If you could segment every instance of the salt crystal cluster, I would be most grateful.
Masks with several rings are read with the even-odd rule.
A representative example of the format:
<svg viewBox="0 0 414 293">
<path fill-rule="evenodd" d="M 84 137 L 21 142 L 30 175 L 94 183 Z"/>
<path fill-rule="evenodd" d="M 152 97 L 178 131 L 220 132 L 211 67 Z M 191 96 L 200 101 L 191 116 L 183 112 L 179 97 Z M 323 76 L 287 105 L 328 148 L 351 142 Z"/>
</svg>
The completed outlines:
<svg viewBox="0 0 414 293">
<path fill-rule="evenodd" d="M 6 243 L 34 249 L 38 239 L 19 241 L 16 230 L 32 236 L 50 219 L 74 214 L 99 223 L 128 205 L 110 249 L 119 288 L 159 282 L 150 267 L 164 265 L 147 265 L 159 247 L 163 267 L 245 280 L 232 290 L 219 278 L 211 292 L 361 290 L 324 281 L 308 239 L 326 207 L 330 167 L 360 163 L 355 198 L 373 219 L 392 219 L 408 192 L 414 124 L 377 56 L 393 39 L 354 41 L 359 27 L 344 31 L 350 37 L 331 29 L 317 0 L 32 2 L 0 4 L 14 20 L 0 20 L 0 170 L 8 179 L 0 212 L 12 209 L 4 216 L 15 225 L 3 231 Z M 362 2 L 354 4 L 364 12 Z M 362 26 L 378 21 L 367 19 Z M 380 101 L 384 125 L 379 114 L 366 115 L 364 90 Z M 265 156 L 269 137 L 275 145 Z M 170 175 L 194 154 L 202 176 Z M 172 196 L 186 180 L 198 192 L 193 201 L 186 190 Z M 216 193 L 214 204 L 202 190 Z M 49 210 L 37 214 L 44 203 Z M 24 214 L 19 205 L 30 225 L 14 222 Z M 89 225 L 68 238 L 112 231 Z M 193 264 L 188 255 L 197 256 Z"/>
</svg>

Exercise details:
Can you rewrite all of the material above with "salt crystal cluster" swapped for "mineral deposit" and nothing else changed?

Written response:
If you could segment every instance of the mineral deposit, I would be most grateful.
Masks with several rings are read with the even-odd rule.
A representative example of the format:
<svg viewBox="0 0 414 293">
<path fill-rule="evenodd" d="M 84 137 L 21 142 L 30 175 L 94 183 Z"/>
<path fill-rule="evenodd" d="M 152 97 L 178 131 L 220 132 L 211 67 Z M 191 96 L 200 101 L 191 116 L 183 112 L 179 97 Z M 323 76 L 287 105 L 328 148 L 351 142 Z"/>
</svg>
The completed outlines:
<svg viewBox="0 0 414 293">
<path fill-rule="evenodd" d="M 6 243 L 34 249 L 38 239 L 19 241 L 16 230 L 32 236 L 50 219 L 74 214 L 99 223 L 128 205 L 110 249 L 119 288 L 159 282 L 150 267 L 164 265 L 147 265 L 159 247 L 163 267 L 245 280 L 232 290 L 219 278 L 211 292 L 361 290 L 324 281 L 308 239 L 326 207 L 330 167 L 360 163 L 355 198 L 373 219 L 392 219 L 408 192 L 414 124 L 377 56 L 393 39 L 354 41 L 359 27 L 344 31 L 350 37 L 331 29 L 317 0 L 32 2 L 0 4 L 14 20 L 0 20 L 0 170 L 8 179 L 0 212 L 12 209 L 4 216 L 15 225 L 3 231 Z M 362 2 L 354 4 L 364 12 Z M 362 26 L 378 21 L 367 19 Z M 380 101 L 384 125 L 379 114 L 366 115 L 364 90 Z M 265 156 L 269 137 L 275 145 Z M 170 175 L 194 154 L 202 176 Z M 172 196 L 186 180 L 198 192 L 193 201 L 186 190 Z M 216 193 L 214 204 L 202 190 Z M 49 210 L 37 214 L 44 203 Z M 24 214 L 19 205 L 30 225 L 14 222 Z M 89 225 L 68 238 L 112 231 Z M 193 264 L 188 255 L 197 256 Z"/>
</svg>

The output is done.